━━ DATASET ENTRIES

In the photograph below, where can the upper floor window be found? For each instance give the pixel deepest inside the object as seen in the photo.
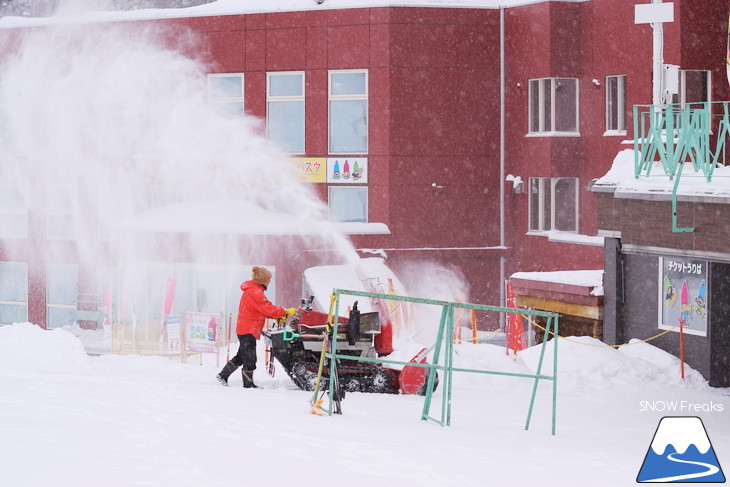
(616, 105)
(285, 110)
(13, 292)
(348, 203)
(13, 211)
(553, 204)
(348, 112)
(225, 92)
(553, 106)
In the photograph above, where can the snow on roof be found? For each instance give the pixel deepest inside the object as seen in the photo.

━━━━
━━ DATASET ENTRIES

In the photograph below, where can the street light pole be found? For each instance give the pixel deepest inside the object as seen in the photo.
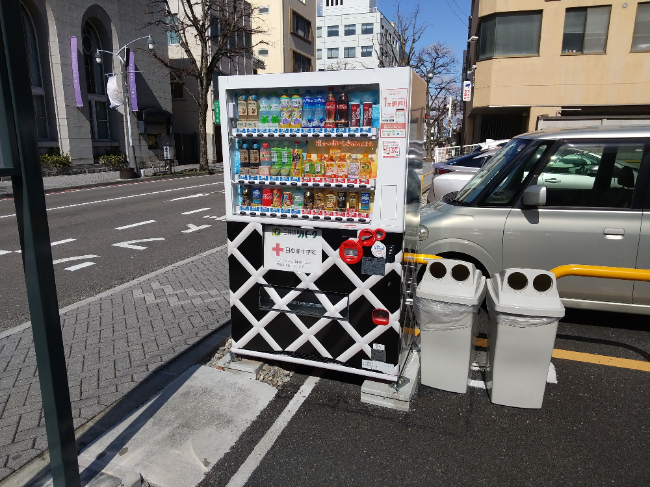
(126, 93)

━━━━
━━ DATASET ENTRIES

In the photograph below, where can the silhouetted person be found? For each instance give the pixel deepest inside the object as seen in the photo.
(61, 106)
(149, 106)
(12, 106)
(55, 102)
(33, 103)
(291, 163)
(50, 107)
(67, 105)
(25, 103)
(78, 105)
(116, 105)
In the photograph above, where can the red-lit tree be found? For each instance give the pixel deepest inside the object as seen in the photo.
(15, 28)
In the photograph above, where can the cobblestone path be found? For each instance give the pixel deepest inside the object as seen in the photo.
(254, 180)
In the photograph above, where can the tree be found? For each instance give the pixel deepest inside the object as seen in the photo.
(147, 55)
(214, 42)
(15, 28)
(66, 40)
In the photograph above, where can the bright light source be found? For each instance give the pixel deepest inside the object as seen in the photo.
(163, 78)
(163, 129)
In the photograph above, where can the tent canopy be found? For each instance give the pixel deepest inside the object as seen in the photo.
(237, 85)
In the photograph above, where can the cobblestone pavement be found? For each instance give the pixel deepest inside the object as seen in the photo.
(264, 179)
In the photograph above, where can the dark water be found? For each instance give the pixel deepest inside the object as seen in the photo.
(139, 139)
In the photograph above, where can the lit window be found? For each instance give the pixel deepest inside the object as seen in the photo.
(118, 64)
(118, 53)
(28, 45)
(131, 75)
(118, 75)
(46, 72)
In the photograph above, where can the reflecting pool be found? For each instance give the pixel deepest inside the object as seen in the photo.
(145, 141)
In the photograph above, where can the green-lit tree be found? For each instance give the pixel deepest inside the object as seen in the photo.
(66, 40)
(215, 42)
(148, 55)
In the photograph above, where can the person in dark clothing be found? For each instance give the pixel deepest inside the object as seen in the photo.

━━━━

# WHAT IS BEING ASKED:
Write back word for word every line in the entries above from the one with "In the photograph below, where can the upper" to the one with "In the photograph above, where can the snow", ends included, and none of the pictures.

# REPLY:
In the photograph below, where can the upper floor window be found? For each instance give the pixel deepest inside the object as seen in the photo.
(616, 105)
(285, 110)
(13, 292)
(348, 203)
(13, 211)
(553, 204)
(348, 112)
(225, 92)
(553, 106)
In the photograph above, where can the snow on roof be found? For each instance give the pixel deepest inside the object as seen in the photo.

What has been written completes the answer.